WHAT THE EXERCISE ASKS:
Write out every entry exactly as it stands.

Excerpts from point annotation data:
— start —

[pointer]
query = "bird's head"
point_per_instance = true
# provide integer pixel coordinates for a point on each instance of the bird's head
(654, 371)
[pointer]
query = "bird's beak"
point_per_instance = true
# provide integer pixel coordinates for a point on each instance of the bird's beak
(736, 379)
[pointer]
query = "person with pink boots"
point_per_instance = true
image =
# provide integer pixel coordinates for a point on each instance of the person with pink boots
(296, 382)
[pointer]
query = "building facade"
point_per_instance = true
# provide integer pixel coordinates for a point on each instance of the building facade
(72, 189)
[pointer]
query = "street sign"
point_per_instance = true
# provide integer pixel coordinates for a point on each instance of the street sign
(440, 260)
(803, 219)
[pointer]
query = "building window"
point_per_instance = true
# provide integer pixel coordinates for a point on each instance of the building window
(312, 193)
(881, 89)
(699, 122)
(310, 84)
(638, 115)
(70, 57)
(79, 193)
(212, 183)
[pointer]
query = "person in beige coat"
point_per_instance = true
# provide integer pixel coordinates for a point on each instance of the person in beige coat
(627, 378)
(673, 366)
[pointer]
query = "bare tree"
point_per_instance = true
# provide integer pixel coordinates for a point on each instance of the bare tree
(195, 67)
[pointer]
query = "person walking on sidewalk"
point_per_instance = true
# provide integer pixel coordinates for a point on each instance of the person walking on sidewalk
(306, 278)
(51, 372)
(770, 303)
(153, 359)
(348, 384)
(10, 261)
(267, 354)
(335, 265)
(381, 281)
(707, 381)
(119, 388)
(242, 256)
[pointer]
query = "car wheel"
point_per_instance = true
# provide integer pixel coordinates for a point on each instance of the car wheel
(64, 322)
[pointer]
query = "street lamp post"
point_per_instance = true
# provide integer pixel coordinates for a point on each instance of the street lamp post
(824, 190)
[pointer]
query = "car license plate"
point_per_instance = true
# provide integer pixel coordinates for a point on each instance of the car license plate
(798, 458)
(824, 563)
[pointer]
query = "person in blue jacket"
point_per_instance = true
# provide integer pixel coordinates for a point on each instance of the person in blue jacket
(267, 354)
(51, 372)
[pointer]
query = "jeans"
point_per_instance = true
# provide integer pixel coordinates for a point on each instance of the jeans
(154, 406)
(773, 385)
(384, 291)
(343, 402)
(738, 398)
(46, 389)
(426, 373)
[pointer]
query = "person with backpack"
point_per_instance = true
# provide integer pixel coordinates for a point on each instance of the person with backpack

— end —

RESPONSE:
[pointer]
query = "bird's head"
point_per_instance = true
# provide integer pixel coordinates for a point on each instance of the bird's head
(654, 371)
[pointer]
query = "bird's beak"
point_per_instance = true
# provide integer pixel coordinates for a point on each instance of the bird's beak
(736, 379)
[pointer]
query = "person with pink boots"
point_per_instance = true
image =
# provide integer pixel coordinates for a point on each instance of the person with pink boots
(296, 382)
[pointer]
query = "building facade"
point_per_instance = true
# provide integer pixel coordinates for a point on each instance of the building facade
(72, 189)
[pointer]
query = "street sign"
point_per_instance = true
# provide integer pixel coordinates for a point on each instance of the street sign
(440, 260)
(803, 219)
[pointer]
query = "building window"
point_per_instance = true
# provide integer pixel coordinates for a point on each instance of the building window
(312, 193)
(881, 89)
(699, 122)
(310, 84)
(638, 115)
(70, 57)
(79, 193)
(212, 183)
[pointer]
query = "person in beige coat"
point_per_instance = true
# provide integer pixel coordinates for a point on each instance of the person in beige coat
(627, 378)
(673, 366)
[pointer]
query = "bare tree"
point_per_instance = true
# provide integer pixel coordinates for a point on each instance of the bare tree
(195, 67)
[pointer]
query = "person walking on sidewalk"
point_per_instance = true
# provide integer pixel coordinates for a point on each instance of the person walking on sidewalk
(306, 278)
(51, 372)
(770, 303)
(153, 359)
(348, 384)
(10, 261)
(267, 354)
(335, 265)
(381, 281)
(707, 381)
(119, 388)
(242, 256)
[pointer]
query = "car wheel"
point_per_instance = true
# provide integer pixel coordinates for a point on each instance of the car wheel
(64, 322)
[pointer]
query = "street lamp post"
point_per_instance = true
# provide integer pixel coordinates for a point on each instance of the street lamp post
(824, 190)
[pointer]
query = "car license plate"
point_per_instance = true
# provide integer pixel coordinates for a point on each instance of the car license plate
(798, 458)
(824, 563)
[pointer]
query = "person in blue jacket"
point_per_instance = true
# provide integer pixel coordinates for a point on each instance of the person in blue jacket
(267, 354)
(51, 372)
[pointer]
query = "jeans"
point_per_instance = true
# provide integer pixel coordinates for a point on each instance of the jeans
(154, 406)
(773, 385)
(384, 291)
(343, 402)
(738, 398)
(46, 389)
(426, 373)
[pointer]
query = "person with backpack"
point_per_instance = true
# provide integer pixel coordinates for a point on each instance of the person with backpack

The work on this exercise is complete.